## WHAT YOU HAVE TO DO
Produce an exact transcription of the data, with the images left out.

## PROVIDED DATA

━━━━━━━━━━━━━━━━

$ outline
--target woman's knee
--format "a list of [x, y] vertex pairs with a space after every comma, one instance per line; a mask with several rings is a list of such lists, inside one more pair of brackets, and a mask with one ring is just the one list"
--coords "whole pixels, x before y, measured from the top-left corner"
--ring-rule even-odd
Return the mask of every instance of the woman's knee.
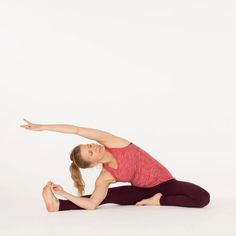
[[198, 207], [205, 207], [210, 202], [210, 193], [206, 190], [201, 191], [201, 194], [198, 199]]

━━━━━━━━━━━━━━━━

## SOLUTION BELOW
$ outline
--target woman's knee
--format "a list of [x, y] vertex pairs with a space after every comma, one instance per line; a mask with several rings is a list of such lists, inside one more pair of brackets, and a mask with one ring is just the one list"
--coords "whole pixels, x before y, measured from the top-left corner"
--ring-rule even-odd
Return the mask of every instance of the woman's knee.
[[198, 207], [205, 207], [210, 202], [210, 193], [206, 190], [201, 191], [201, 194], [198, 199]]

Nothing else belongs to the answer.